### Article:
Re: [patch] lockdep, annotate slocks: turn lockdep off for them

[Date Prev][Date Next][Thread Prev][Thread Next][Date Index][Thread Index]

 



On 6/30/06, Ingo Molnar <[email protected]> wrote:

* Herbert Xu <[email protected]> wrote:

> >     bh_lock_sock(sk);
> > -   if (!sock_owned_by_user(sk))
> > +   if (!sock_owned_by_user(sk)) {
> > +           /*
> > +            * trylock + unlock semantics:
> > +            */
> > +           spin_release(&sk->sk_lock.slock.dep_map, 1, _RET_IP_);
> > +           mutex_acquire(&sk->sk_lock.dep_map, 0, 1, _RET_IP_);
>
> Although it would seem that keeping the spin lock would fit the actual
> semantics better. I suppose there must be a technical reason why this
> wouldn't work.

good point. The basic issue is the 'virtual lock inversion' that occurs
in the lock vs. release paths. [between taking the slock and taking the
new sk_lock type]

The situation is like this: we construct 'complex' lock types [mutex,
rwsem, sk_lock] out of 'primitive' lock types [spinlock, rwlock]. Both
the complex type and the primite types exist separately, and might have
lock-validator acquire/release operations. These locks can interact and
if we do the complex lock acquire/release while holding the primitive
lock, the validator sees inverse ordering between them.

(Position annotation records)
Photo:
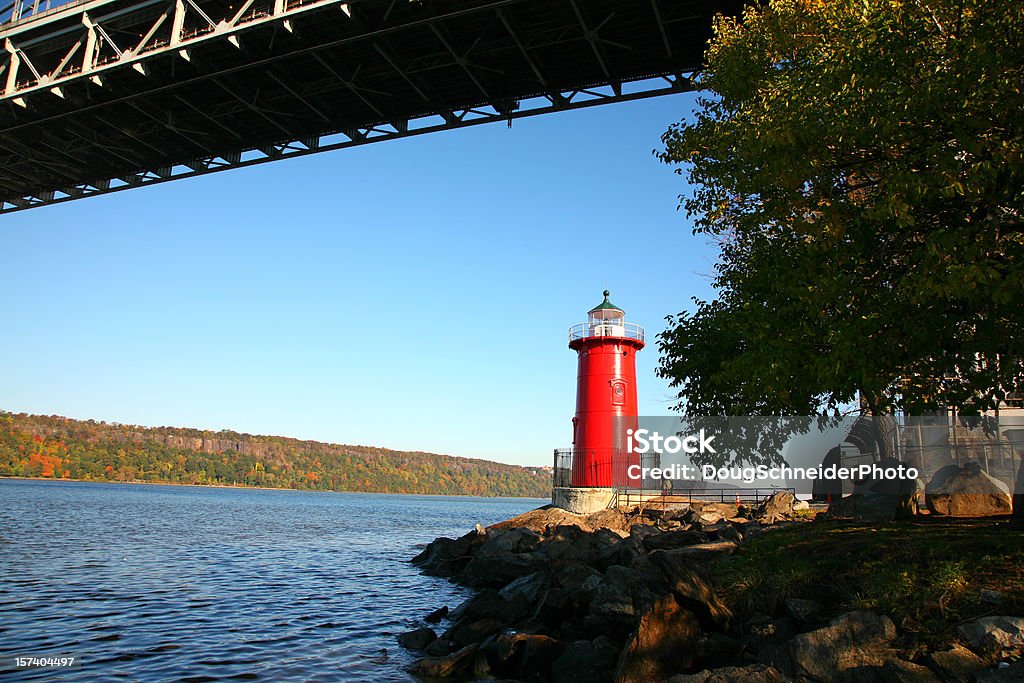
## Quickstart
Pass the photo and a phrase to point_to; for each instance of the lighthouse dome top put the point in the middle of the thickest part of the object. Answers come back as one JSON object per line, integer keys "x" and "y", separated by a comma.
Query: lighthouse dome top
{"x": 606, "y": 321}
{"x": 606, "y": 310}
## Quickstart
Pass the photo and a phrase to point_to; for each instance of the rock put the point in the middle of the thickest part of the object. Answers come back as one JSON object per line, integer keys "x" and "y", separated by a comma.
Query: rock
{"x": 988, "y": 596}
{"x": 488, "y": 602}
{"x": 803, "y": 610}
{"x": 570, "y": 545}
{"x": 418, "y": 639}
{"x": 967, "y": 492}
{"x": 895, "y": 671}
{"x": 457, "y": 664}
{"x": 436, "y": 615}
{"x": 543, "y": 519}
{"x": 1004, "y": 673}
{"x": 522, "y": 655}
{"x": 621, "y": 599}
{"x": 612, "y": 519}
{"x": 513, "y": 541}
{"x": 444, "y": 557}
{"x": 871, "y": 508}
{"x": 573, "y": 578}
{"x": 468, "y": 632}
{"x": 642, "y": 531}
{"x": 849, "y": 641}
{"x": 765, "y": 635}
{"x": 723, "y": 510}
{"x": 775, "y": 507}
{"x": 495, "y": 570}
{"x": 716, "y": 649}
{"x": 730, "y": 532}
{"x": 440, "y": 647}
{"x": 622, "y": 553}
{"x": 755, "y": 673}
{"x": 691, "y": 589}
{"x": 994, "y": 637}
{"x": 957, "y": 664}
{"x": 664, "y": 643}
{"x": 669, "y": 540}
{"x": 527, "y": 589}
{"x": 585, "y": 660}
{"x": 707, "y": 551}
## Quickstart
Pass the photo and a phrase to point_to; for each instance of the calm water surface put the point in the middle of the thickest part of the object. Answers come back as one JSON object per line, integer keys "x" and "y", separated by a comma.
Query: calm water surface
{"x": 146, "y": 583}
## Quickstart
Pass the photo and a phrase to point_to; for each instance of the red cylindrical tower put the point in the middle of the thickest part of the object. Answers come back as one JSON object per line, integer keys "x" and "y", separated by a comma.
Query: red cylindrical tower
{"x": 606, "y": 395}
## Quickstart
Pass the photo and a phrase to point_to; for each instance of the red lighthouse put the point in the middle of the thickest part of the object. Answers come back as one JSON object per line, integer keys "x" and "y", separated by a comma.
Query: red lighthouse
{"x": 606, "y": 395}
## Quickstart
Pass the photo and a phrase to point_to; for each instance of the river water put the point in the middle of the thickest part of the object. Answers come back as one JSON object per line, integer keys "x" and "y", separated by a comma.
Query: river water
{"x": 150, "y": 583}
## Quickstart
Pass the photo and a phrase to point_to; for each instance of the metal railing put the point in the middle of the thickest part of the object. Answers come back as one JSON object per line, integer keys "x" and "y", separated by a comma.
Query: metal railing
{"x": 604, "y": 329}
{"x": 671, "y": 497}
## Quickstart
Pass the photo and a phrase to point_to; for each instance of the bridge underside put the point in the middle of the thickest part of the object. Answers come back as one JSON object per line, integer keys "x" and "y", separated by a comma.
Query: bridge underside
{"x": 103, "y": 95}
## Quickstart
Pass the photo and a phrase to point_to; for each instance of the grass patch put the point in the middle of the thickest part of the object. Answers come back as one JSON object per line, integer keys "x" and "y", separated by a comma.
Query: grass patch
{"x": 927, "y": 575}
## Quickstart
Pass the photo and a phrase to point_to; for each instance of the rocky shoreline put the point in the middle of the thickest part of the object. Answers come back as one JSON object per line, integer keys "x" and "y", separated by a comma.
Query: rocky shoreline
{"x": 629, "y": 596}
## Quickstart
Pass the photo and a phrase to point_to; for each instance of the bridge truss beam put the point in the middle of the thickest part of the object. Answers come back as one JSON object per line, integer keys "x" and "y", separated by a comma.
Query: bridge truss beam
{"x": 102, "y": 95}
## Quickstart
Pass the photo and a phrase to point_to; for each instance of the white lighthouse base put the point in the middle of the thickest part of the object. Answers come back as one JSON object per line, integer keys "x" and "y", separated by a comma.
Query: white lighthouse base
{"x": 583, "y": 501}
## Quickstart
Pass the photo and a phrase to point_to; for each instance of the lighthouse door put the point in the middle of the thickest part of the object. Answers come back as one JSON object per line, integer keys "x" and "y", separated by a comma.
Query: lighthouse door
{"x": 617, "y": 392}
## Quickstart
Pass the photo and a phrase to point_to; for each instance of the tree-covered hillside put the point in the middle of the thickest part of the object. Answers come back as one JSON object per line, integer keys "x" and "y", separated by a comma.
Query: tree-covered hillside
{"x": 53, "y": 446}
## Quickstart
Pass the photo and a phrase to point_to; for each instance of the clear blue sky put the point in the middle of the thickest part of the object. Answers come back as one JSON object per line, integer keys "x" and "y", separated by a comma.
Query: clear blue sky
{"x": 412, "y": 294}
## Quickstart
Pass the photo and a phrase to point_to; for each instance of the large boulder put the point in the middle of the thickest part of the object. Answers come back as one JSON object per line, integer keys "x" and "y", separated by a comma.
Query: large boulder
{"x": 664, "y": 643}
{"x": 691, "y": 589}
{"x": 849, "y": 641}
{"x": 445, "y": 557}
{"x": 670, "y": 540}
{"x": 521, "y": 655}
{"x": 956, "y": 664}
{"x": 543, "y": 519}
{"x": 994, "y": 637}
{"x": 457, "y": 664}
{"x": 775, "y": 507}
{"x": 755, "y": 673}
{"x": 488, "y": 602}
{"x": 586, "y": 662}
{"x": 967, "y": 492}
{"x": 612, "y": 519}
{"x": 619, "y": 601}
{"x": 418, "y": 639}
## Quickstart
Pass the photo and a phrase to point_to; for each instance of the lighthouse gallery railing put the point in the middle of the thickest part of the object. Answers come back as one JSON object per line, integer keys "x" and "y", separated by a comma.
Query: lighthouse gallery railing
{"x": 623, "y": 330}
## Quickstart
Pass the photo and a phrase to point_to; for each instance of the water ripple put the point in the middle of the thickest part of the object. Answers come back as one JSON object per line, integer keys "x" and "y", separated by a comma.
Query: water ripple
{"x": 184, "y": 584}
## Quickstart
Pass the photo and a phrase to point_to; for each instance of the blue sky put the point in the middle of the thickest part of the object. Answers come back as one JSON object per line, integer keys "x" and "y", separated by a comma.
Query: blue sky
{"x": 413, "y": 294}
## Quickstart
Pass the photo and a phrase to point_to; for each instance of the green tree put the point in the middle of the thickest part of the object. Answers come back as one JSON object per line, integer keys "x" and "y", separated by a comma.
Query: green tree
{"x": 860, "y": 165}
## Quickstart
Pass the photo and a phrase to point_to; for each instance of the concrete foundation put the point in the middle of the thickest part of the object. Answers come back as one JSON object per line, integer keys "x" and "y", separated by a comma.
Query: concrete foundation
{"x": 583, "y": 501}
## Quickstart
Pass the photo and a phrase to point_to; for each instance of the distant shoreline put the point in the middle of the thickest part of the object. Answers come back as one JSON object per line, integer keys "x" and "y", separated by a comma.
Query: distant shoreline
{"x": 247, "y": 486}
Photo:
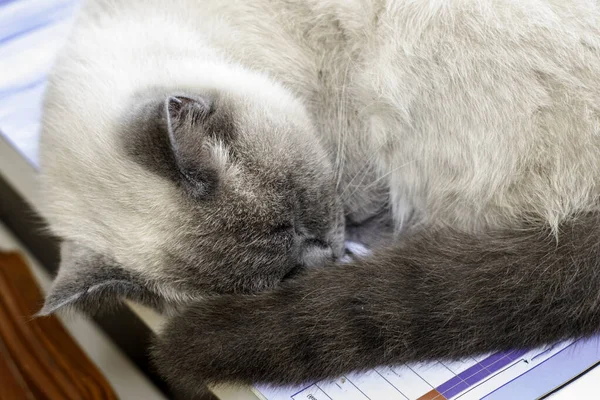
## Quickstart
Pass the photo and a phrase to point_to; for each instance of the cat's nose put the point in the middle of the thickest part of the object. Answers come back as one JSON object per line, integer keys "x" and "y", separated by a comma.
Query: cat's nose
{"x": 315, "y": 253}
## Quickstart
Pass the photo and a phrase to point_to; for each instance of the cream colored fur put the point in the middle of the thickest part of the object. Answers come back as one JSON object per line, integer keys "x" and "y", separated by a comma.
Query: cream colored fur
{"x": 468, "y": 113}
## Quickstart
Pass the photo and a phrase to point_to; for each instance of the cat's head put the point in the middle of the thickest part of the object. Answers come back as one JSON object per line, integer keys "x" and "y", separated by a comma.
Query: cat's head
{"x": 185, "y": 195}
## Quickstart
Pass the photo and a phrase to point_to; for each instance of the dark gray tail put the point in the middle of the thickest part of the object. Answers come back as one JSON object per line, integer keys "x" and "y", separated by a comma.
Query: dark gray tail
{"x": 437, "y": 295}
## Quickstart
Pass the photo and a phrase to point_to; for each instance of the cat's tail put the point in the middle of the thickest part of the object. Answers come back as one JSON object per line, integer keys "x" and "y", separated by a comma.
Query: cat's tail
{"x": 437, "y": 295}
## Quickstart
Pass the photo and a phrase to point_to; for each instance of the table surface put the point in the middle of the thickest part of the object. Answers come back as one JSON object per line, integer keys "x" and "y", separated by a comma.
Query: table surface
{"x": 31, "y": 32}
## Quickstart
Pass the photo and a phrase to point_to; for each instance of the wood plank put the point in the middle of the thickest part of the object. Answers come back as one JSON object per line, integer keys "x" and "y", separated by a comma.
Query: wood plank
{"x": 43, "y": 360}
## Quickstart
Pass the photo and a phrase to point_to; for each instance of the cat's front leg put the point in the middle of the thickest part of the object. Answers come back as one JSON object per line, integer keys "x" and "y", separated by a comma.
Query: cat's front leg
{"x": 441, "y": 294}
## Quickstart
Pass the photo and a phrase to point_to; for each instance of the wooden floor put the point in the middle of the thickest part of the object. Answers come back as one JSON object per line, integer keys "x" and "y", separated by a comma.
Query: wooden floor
{"x": 38, "y": 357}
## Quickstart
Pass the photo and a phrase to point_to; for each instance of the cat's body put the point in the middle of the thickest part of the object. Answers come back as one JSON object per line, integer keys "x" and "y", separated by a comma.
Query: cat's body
{"x": 471, "y": 127}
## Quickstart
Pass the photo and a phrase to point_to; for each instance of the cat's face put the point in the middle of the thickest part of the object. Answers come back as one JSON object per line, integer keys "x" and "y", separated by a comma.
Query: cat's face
{"x": 250, "y": 196}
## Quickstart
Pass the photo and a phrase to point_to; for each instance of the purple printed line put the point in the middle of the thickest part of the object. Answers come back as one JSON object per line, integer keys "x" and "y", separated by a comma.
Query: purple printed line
{"x": 478, "y": 372}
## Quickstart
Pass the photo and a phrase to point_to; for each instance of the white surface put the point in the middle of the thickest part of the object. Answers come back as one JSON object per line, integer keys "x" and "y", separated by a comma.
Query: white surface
{"x": 586, "y": 387}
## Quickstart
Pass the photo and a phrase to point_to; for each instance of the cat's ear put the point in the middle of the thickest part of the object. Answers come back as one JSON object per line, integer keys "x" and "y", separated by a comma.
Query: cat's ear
{"x": 91, "y": 282}
{"x": 186, "y": 126}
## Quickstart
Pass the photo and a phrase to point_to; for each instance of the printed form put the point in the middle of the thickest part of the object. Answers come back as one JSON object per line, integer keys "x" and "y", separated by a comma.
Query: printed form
{"x": 500, "y": 376}
{"x": 510, "y": 375}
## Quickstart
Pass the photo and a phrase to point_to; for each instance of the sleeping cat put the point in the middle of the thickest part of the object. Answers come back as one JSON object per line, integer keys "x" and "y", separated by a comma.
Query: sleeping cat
{"x": 205, "y": 157}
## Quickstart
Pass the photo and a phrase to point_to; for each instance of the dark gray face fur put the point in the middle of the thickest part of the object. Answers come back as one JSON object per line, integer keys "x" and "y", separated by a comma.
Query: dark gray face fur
{"x": 254, "y": 194}
{"x": 255, "y": 210}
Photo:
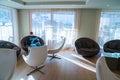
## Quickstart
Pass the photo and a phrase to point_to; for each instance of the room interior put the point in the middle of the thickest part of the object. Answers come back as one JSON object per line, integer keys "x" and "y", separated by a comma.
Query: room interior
{"x": 71, "y": 66}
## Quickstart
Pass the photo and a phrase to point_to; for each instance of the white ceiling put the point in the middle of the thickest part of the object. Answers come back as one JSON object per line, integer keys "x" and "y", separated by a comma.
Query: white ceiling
{"x": 32, "y": 4}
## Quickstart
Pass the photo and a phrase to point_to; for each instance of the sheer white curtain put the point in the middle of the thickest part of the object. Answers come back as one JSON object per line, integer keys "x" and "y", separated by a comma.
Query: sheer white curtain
{"x": 53, "y": 23}
{"x": 6, "y": 24}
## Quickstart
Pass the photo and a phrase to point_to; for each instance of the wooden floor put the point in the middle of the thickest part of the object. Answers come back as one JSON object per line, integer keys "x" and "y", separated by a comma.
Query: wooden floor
{"x": 70, "y": 67}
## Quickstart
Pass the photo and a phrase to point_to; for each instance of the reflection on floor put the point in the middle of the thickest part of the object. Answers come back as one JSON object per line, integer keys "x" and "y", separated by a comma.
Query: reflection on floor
{"x": 71, "y": 66}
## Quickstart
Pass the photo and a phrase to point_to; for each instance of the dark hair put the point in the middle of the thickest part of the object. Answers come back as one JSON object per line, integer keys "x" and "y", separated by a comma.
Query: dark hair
{"x": 31, "y": 32}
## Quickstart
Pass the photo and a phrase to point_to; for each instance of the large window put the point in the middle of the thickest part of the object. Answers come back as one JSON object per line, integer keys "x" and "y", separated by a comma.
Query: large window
{"x": 51, "y": 24}
{"x": 109, "y": 27}
{"x": 6, "y": 26}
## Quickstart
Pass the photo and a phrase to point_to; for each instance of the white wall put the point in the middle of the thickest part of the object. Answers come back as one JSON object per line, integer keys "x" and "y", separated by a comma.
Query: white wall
{"x": 87, "y": 23}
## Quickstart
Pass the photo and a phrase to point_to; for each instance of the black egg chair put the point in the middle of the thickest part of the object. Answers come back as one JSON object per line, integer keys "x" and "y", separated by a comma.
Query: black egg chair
{"x": 25, "y": 43}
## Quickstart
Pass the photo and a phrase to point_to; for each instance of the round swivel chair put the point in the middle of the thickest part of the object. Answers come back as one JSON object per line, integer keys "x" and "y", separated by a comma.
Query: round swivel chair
{"x": 10, "y": 45}
{"x": 25, "y": 43}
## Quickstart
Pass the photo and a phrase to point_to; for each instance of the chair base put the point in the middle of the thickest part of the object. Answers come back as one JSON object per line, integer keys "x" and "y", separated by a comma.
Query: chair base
{"x": 36, "y": 69}
{"x": 54, "y": 57}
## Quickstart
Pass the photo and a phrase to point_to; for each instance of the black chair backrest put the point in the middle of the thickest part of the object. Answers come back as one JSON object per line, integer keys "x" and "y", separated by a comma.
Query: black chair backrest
{"x": 25, "y": 43}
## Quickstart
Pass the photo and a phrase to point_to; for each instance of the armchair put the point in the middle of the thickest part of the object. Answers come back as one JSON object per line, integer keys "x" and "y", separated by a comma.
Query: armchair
{"x": 103, "y": 72}
{"x": 25, "y": 42}
{"x": 9, "y": 45}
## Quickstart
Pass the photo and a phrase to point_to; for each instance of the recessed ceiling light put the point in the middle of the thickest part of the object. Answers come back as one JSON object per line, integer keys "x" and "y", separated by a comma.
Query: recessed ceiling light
{"x": 107, "y": 5}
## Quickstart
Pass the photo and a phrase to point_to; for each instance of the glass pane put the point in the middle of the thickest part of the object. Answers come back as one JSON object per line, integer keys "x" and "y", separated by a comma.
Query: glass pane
{"x": 63, "y": 25}
{"x": 52, "y": 25}
{"x": 109, "y": 27}
{"x": 6, "y": 29}
{"x": 41, "y": 20}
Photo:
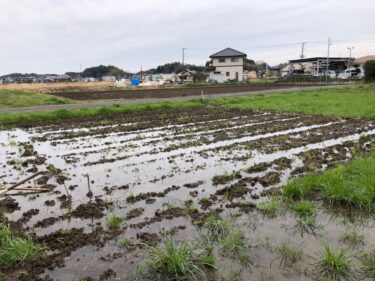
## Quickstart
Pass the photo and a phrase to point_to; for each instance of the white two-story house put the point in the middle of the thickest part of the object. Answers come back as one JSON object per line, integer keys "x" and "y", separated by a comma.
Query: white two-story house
{"x": 227, "y": 65}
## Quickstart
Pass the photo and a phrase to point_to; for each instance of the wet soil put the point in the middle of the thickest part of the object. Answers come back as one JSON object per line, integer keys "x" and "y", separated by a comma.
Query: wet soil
{"x": 155, "y": 171}
{"x": 174, "y": 92}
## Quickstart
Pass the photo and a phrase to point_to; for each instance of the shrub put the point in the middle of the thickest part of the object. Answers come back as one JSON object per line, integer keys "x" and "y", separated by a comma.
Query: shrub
{"x": 369, "y": 69}
{"x": 174, "y": 261}
{"x": 289, "y": 254}
{"x": 270, "y": 208}
{"x": 14, "y": 250}
{"x": 217, "y": 228}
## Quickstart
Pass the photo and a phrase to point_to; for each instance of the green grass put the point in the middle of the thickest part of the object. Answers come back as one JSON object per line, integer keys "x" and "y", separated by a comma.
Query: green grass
{"x": 350, "y": 185}
{"x": 13, "y": 118}
{"x": 289, "y": 255}
{"x": 336, "y": 266}
{"x": 114, "y": 222}
{"x": 126, "y": 243}
{"x": 16, "y": 98}
{"x": 352, "y": 236}
{"x": 15, "y": 250}
{"x": 225, "y": 178}
{"x": 304, "y": 208}
{"x": 351, "y": 101}
{"x": 354, "y": 101}
{"x": 180, "y": 261}
{"x": 368, "y": 260}
{"x": 270, "y": 208}
{"x": 235, "y": 246}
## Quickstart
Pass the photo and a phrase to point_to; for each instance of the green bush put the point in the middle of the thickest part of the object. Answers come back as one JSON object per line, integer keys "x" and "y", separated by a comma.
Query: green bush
{"x": 369, "y": 68}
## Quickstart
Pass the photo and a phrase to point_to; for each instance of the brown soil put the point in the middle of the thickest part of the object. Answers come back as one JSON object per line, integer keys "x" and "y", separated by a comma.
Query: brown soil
{"x": 168, "y": 93}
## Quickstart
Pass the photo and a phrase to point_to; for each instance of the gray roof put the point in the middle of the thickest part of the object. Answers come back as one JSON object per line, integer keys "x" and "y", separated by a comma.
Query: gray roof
{"x": 228, "y": 52}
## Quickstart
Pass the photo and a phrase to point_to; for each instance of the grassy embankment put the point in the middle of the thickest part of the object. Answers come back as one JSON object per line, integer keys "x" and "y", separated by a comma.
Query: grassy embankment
{"x": 351, "y": 101}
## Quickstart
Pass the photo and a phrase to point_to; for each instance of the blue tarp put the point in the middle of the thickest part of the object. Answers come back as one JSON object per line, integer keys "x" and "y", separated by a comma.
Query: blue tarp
{"x": 135, "y": 82}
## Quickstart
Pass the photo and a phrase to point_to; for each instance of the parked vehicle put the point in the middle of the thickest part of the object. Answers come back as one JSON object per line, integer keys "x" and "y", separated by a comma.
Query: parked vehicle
{"x": 346, "y": 74}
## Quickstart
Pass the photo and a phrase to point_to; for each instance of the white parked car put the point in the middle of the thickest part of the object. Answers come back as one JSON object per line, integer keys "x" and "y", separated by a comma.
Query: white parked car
{"x": 346, "y": 74}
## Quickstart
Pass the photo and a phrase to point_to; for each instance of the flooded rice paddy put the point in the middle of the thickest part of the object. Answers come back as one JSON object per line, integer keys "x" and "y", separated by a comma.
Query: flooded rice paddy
{"x": 156, "y": 170}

### Problems to work on:
1/ Find every line of the records that contains the word "head", matching case, and copy each of those lines.
2/ Extend the lockdep thread by continuing the reply after its last sentence.
The lockdep thread and the records have nothing to do with each other.

### Results for the exercise:
1/
Pass the photo and a phrase to point_to; for each instance of the cat's head put the point in the middle of the thickest part of the object. Answers come back as one JSON object per line, integer keys "x" and "y", separated by a comma.
Query: cat's head

2/
For the mutex code i solved the inversion problem by using a
raw_spinlock for the primitive type (which has no lockdep operations),
hence the complex lock type.

But in this particular sk_lock case we can do it even more cleanly i
think and can preserve the lockdep awareness of the primitive type too:
by releasing the complex lock before taking the primitive lock in the
release_sock() unlock path. The updated patch below does this - and thus
i was able to remove the dropping of the primitive spinlock type.

it is not a problem that the release of the complex lock type does not
happen inside the critical section: from the point where we release the
complex lock-type _this_ context cannot take any other locks, so there
are no dependencies missed.

As you can see, the lock validator can easily cover completely new lock
types like sk_lock too, as long as the new lock type has some
minimalistic "works like a lock" properties. (such as owner-does-unlock)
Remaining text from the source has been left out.